Document passage ->
──────────

Frequently asked questions

What is the Single Resolution Fund and why do banks pay contributions?

The Single Resolution Fund (SRF) is the European mechanism that finances the orderly management of banks in crisis, avoiding the use of public money. Credit institutions and investment firms subject to the BRRD Directive make annual ex ante contributions, calculated according to Delegated Regulation (EU) 2015/63, now modified by Regulation (EU) 2026/440.

How does the calculation of contributions to the SRF change with the new regulation?

Regulation (EU) 2026/440 modifies the calculation method by eliminating one of the risk indicators that adjusted individual contributions. Additionally, it introduces procedural changes to simplify and expedite the determination of quotas. The specific impact varies depending on the risk profile and size of each entity.

When does Regulation (EU) 2026/440 enter into force?

The entry into force date is not specified in the publication of 3 June 2026. Entities must monitor communications from the Single Resolution Board (SRB) and their national resolution authority to learn the exact application timeline.

Which entities must adapt their calculations to the new methodology?

──────────

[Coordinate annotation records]
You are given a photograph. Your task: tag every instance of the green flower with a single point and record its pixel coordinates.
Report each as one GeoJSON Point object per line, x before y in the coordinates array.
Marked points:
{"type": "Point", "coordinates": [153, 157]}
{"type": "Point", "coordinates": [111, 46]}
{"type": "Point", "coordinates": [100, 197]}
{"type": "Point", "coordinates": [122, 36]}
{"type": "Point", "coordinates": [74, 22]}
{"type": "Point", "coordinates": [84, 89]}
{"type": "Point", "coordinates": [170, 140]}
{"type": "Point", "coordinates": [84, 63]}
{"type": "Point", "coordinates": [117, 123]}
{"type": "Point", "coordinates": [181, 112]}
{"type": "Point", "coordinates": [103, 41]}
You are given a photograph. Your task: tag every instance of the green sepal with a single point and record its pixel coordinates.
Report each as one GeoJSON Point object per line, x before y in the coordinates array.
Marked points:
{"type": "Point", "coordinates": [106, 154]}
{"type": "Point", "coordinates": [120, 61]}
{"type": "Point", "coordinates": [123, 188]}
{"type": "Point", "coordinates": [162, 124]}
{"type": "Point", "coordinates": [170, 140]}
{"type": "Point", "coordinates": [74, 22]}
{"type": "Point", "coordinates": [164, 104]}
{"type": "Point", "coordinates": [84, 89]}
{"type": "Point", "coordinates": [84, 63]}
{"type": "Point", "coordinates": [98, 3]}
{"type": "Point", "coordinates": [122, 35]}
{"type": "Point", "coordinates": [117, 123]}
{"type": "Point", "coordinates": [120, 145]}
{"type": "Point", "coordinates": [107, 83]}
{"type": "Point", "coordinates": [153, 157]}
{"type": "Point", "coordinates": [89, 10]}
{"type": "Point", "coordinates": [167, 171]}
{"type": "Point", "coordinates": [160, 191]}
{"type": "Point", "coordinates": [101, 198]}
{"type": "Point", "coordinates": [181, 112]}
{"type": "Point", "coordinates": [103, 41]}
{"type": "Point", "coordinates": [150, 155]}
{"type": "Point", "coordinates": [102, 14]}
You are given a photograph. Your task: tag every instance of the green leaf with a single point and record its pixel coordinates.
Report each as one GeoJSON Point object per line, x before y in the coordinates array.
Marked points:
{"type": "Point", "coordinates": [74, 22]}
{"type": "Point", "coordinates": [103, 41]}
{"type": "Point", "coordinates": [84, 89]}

──────────

Objectives ->
**a.** According to the Single Resolution Fund FAQ, which regulation originally set out how banks' annual ex ante contributions are calculated?
**b.** Extend the Single Resolution Fund FAQ from the point where it stops.
The records play no part in this work.

Responses by task ->
**a.** Delegated Regulation (EU) 2015/63

**b.**
All credit institutions and investment firms subject to Delegated Regulation (EU) 2015/63 and the BRRD Directive are affected. National resolution authorities are responsible for adapting their calculation systems and communicating the new quotas to each entity.

Will my contribution to the SRF go up or down with this change?

It depends on the risk profile of each entity. If the eliminated indicator penalized your entity (increased your quota), the contribution could be reduced. If that indicator benefited you (reduced your quota), it could increase. The regulation expressly acknowledges that the economic impact varies depending on the risk profile and size of each entity.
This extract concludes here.